▶ _Task_: Change "produce" to "draw" in the lines from the beginning of the records up to and including the line with "[0,0,238,248]", and give those lines back with everything else unchanged. Leave the pictures out of the answer.

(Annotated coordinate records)
★ ★ ★ ★
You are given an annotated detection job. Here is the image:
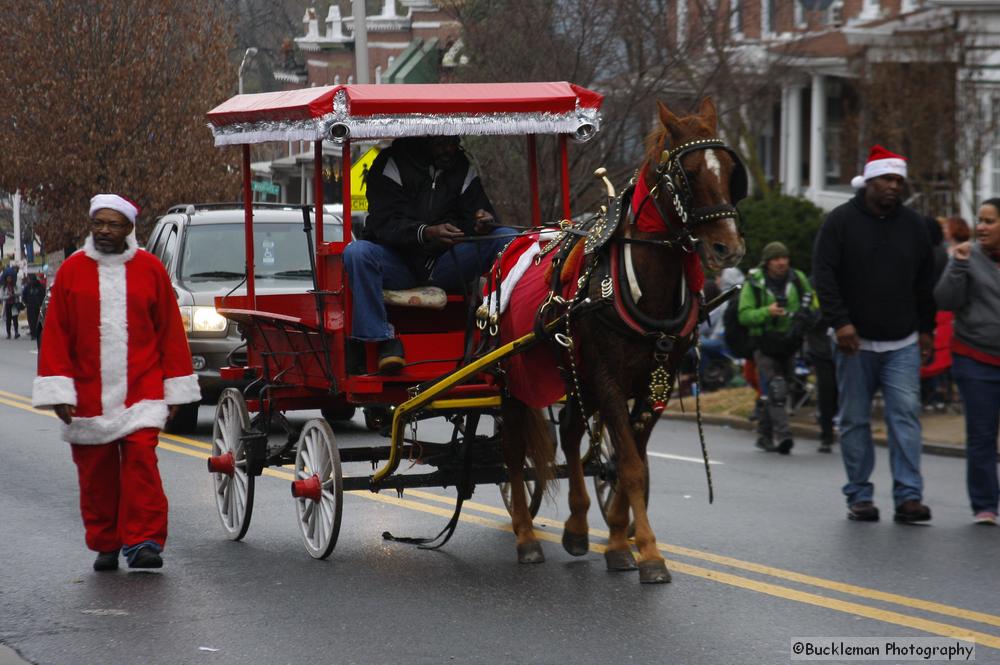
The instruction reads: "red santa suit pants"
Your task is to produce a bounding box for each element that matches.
[72,427,167,552]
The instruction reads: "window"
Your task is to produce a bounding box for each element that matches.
[159,224,177,268]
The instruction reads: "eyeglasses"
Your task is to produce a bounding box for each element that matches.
[90,219,129,231]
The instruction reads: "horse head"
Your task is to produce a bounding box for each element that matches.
[643,98,747,270]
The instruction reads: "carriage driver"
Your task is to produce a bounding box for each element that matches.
[344,136,510,372]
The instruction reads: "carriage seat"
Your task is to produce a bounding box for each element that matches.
[382,286,448,309]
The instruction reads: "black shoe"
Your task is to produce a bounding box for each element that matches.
[847,501,878,522]
[892,499,931,524]
[94,550,118,573]
[378,337,406,374]
[128,547,163,568]
[754,436,777,453]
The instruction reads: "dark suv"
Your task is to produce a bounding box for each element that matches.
[146,204,343,433]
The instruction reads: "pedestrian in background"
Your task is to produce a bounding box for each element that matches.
[21,275,45,339]
[739,241,815,455]
[0,273,21,339]
[32,194,201,571]
[813,145,935,522]
[934,199,1000,525]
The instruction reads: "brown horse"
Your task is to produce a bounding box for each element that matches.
[502,99,746,583]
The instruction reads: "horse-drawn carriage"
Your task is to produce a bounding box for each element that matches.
[208,83,745,581]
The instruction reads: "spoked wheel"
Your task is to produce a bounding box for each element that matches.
[591,420,649,538]
[208,388,254,540]
[292,419,344,559]
[500,459,544,517]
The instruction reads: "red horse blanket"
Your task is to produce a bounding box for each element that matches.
[487,235,583,408]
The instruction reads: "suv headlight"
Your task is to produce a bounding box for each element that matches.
[180,305,229,332]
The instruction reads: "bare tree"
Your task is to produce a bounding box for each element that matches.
[0,0,238,248]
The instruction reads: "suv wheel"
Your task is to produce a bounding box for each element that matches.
[164,404,200,434]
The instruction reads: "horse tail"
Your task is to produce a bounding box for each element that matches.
[503,399,556,498]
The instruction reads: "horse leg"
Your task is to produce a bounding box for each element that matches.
[602,406,670,584]
[559,400,590,556]
[501,399,545,563]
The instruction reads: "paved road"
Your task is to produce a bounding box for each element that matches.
[0,340,1000,665]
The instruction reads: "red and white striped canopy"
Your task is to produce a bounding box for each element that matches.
[208,82,603,145]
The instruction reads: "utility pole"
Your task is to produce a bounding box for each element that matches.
[354,0,368,83]
[12,190,21,266]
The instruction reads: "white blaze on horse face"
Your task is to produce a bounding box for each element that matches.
[705,148,722,184]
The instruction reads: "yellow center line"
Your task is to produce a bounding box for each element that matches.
[0,391,1000,649]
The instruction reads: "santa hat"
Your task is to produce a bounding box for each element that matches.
[90,194,140,224]
[851,144,906,189]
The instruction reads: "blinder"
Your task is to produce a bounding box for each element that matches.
[656,139,749,228]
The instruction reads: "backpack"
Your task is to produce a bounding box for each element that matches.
[722,269,811,360]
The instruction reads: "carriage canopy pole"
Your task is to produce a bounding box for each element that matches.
[342,139,354,343]
[313,139,326,289]
[559,134,570,219]
[243,143,257,310]
[528,134,542,226]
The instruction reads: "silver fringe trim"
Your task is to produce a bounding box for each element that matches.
[209,90,601,146]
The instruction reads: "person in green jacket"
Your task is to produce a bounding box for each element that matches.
[739,241,817,455]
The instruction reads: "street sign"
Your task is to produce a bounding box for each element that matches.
[250,180,281,196]
[351,146,379,210]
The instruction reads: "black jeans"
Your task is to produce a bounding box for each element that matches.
[3,301,21,339]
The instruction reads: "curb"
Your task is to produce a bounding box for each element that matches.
[663,412,965,457]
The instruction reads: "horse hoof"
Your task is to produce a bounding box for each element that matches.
[517,540,545,563]
[563,531,590,556]
[604,550,636,573]
[639,559,670,584]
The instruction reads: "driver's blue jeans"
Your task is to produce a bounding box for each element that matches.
[835,344,923,506]
[344,227,514,342]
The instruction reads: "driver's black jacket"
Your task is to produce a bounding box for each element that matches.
[362,138,496,281]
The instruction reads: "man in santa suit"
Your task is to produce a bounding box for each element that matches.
[32,194,201,571]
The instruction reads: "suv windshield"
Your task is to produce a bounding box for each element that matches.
[180,223,341,291]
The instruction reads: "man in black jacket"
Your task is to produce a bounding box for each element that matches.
[813,146,935,522]
[344,136,510,372]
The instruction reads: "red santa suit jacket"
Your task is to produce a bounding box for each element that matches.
[32,236,201,444]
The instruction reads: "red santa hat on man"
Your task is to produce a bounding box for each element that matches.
[90,194,141,224]
[851,144,906,189]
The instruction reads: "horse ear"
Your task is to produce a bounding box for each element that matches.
[698,97,719,132]
[656,100,682,136]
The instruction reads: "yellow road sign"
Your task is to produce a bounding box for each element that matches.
[351,146,379,210]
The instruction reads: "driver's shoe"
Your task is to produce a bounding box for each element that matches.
[378,337,406,374]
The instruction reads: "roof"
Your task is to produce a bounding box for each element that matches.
[208,81,603,145]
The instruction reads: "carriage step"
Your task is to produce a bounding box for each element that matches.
[292,474,323,501]
[208,450,236,478]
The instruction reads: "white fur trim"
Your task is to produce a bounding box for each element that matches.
[487,243,541,315]
[31,376,76,408]
[97,262,128,417]
[864,157,906,181]
[62,400,167,444]
[90,194,139,224]
[163,374,201,404]
[625,243,642,303]
[83,230,139,266]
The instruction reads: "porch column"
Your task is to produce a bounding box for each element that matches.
[781,85,802,196]
[809,74,826,197]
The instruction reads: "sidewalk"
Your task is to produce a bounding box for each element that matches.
[663,387,965,457]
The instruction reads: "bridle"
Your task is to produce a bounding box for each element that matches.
[619,138,747,252]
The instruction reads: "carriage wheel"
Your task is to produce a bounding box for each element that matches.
[208,388,254,540]
[591,419,649,538]
[500,459,545,517]
[292,418,344,559]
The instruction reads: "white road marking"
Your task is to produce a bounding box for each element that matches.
[646,450,725,464]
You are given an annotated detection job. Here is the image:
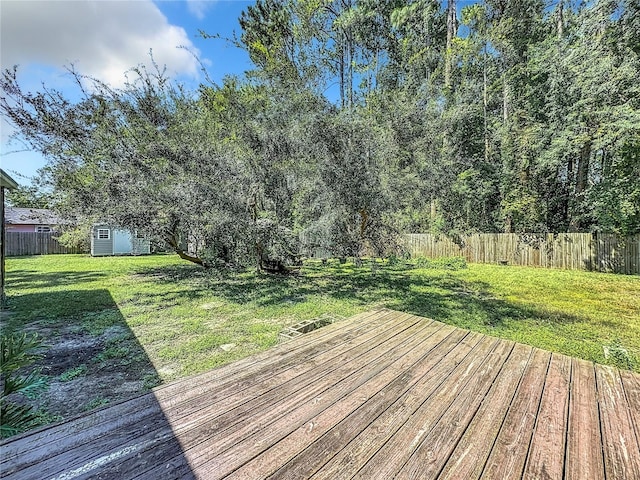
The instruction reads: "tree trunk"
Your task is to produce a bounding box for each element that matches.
[167,233,206,267]
[556,0,564,39]
[569,140,591,232]
[502,72,509,125]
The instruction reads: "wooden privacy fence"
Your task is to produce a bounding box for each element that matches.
[4,232,86,257]
[405,233,640,274]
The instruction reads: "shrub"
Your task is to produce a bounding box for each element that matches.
[0,333,47,438]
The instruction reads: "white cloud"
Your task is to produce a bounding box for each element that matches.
[0,0,199,86]
[187,0,213,20]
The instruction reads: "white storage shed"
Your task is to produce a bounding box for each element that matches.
[91,224,151,257]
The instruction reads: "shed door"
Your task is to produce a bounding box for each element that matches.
[113,230,131,254]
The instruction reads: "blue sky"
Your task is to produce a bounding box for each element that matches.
[0,0,254,185]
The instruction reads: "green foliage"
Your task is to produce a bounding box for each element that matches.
[0,0,640,274]
[58,364,87,382]
[604,338,639,370]
[6,184,52,208]
[0,333,47,438]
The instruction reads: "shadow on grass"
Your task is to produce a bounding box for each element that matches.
[135,258,584,329]
[7,270,107,289]
[1,289,195,478]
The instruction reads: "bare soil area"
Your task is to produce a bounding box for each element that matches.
[18,325,160,423]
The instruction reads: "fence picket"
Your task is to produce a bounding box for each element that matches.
[4,232,87,257]
[404,233,640,275]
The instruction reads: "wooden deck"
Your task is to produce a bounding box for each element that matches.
[0,310,640,480]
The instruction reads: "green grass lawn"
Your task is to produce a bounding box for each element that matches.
[3,251,640,385]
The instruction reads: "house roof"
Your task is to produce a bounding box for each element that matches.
[4,207,63,225]
[0,168,18,190]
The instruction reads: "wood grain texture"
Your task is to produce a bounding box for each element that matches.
[596,365,640,480]
[565,358,605,480]
[482,349,551,478]
[523,353,571,480]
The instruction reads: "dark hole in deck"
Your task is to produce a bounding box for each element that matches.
[278,315,339,343]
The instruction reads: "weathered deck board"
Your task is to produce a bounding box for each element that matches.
[0,309,640,480]
[565,358,605,480]
[596,365,640,478]
[524,354,571,480]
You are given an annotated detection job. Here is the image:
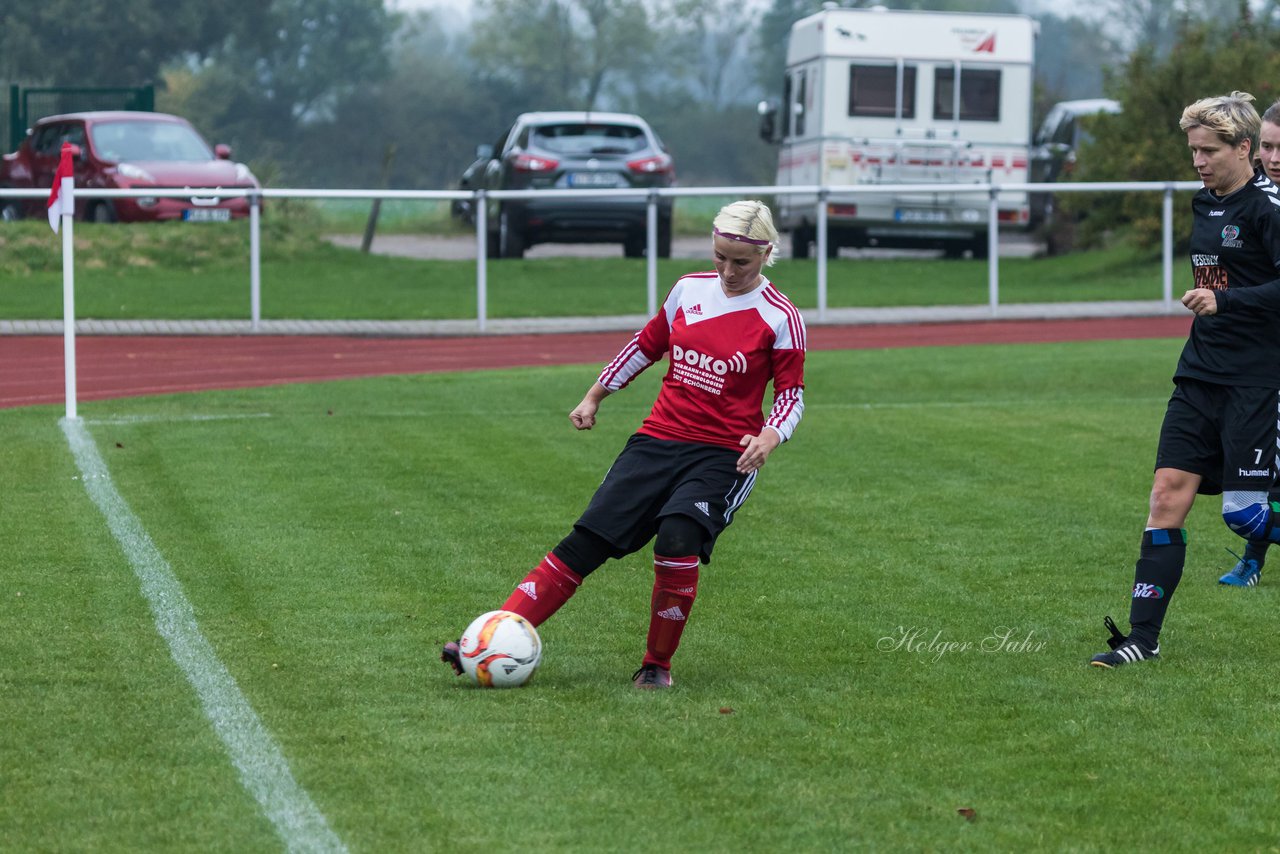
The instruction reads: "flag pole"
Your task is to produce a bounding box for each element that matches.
[59,177,76,419]
[49,142,79,420]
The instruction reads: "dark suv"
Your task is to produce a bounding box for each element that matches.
[454,113,676,257]
[1030,97,1120,227]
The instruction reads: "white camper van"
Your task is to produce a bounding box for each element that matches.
[760,4,1037,257]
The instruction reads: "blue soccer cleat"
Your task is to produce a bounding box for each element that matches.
[1217,549,1262,588]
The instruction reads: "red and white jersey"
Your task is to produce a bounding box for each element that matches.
[599,271,806,448]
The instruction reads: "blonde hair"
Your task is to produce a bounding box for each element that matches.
[712,200,778,266]
[1178,91,1262,151]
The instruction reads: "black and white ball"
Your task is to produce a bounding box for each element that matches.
[458,611,543,688]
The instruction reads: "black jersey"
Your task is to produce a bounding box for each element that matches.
[1174,172,1280,388]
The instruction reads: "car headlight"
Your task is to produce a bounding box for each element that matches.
[115,163,156,184]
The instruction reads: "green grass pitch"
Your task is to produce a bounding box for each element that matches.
[0,341,1280,851]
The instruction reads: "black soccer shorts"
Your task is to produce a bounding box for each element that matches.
[1156,379,1280,495]
[576,433,756,563]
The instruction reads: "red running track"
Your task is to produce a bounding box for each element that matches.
[0,315,1190,408]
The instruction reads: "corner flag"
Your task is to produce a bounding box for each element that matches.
[49,142,76,234]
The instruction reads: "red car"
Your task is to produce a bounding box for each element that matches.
[0,111,261,223]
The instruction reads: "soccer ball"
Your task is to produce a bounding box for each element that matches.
[458,611,543,688]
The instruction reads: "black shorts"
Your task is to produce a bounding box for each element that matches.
[1156,379,1280,495]
[576,433,755,563]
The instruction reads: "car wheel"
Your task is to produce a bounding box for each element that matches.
[498,210,525,257]
[86,201,115,223]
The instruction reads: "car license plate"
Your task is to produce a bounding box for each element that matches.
[182,207,232,223]
[893,207,951,223]
[568,172,622,188]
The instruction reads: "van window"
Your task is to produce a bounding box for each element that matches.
[782,74,791,136]
[849,64,915,119]
[791,72,808,137]
[933,65,1000,122]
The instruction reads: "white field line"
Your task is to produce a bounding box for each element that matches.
[83,412,271,426]
[59,419,347,851]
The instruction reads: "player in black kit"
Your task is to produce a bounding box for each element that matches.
[1217,95,1280,588]
[1089,92,1280,667]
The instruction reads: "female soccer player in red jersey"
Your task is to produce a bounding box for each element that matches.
[440,201,805,689]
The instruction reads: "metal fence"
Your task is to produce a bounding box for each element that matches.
[0,181,1201,332]
[0,83,156,151]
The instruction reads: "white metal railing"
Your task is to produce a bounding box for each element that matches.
[0,181,1201,332]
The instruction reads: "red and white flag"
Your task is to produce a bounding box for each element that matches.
[49,142,76,234]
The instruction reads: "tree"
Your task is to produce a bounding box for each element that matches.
[1064,8,1280,248]
[0,0,268,86]
[157,0,399,182]
[472,0,654,110]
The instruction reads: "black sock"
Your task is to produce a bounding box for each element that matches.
[1244,540,1271,570]
[1129,528,1187,649]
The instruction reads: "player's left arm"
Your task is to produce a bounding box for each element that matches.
[1183,210,1280,315]
[737,350,804,474]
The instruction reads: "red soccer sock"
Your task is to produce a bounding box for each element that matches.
[502,554,582,626]
[644,554,698,670]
★ ★ ★ ★
▶ _Written answer_:
You are given an annotated detection job. Here is the image:
The instruction reads: "red santa suit pants"
Your task is to draw a bounding box for each element that matches.
[72,427,167,552]
The instruction reads: "window"
Your task is to draw a bounding box for each element that matches.
[159,224,177,268]
The instruction reads: "eyeglasses"
Your task is to draw a bounding box for each element that matches.
[90,219,129,231]
The instruction reads: "horse head"
Your task is to draw a bounding box for each element that matches.
[643,98,747,270]
The instruction reads: "carriage driver"
Your task is to draw a bounding box for each element that matches.
[344,136,510,372]
The instruction reads: "carriage seat"
Your task is to draw a bounding box for each element that matches.
[382,286,448,309]
The instruction reads: "black shoe"
Your task is to draw a bounding box for each element that matches.
[847,501,878,522]
[892,499,931,524]
[94,550,118,573]
[378,337,406,374]
[128,547,163,568]
[754,436,777,453]
The instruction reads: "dark suv"
Your task is to draw a bounding box for each element that matches.
[146,204,343,433]
The instruction reads: "pedestrian in background"
Your task is to draw a bounding box for each element that matches.
[21,275,45,339]
[739,241,815,455]
[0,273,21,339]
[32,194,201,571]
[813,145,935,522]
[934,199,1000,525]
The instruction reads: "brown horse"
Your task is to draw a bounding box for each element that matches.
[502,99,746,583]
The instruction reads: "horse-drawn carriage"
Your task is to draw a bounding box for each element that matches.
[208,83,745,581]
The instruction reads: "spoked wheel"
Your task is to draw a bounding box for each element that matches.
[591,420,649,538]
[208,388,254,540]
[292,419,344,559]
[500,459,544,517]
The instruction reads: "red horse blanket"
Your task is to draw a bounding box for each element that matches.
[487,235,583,408]
The instruction reads: "suv headlight"
Your task is to draw a bounding box for each element that matches.
[180,305,229,332]
The instruction reads: "bare tree"
Your task is to draw a bounding box for each element that matches.
[0,0,238,248]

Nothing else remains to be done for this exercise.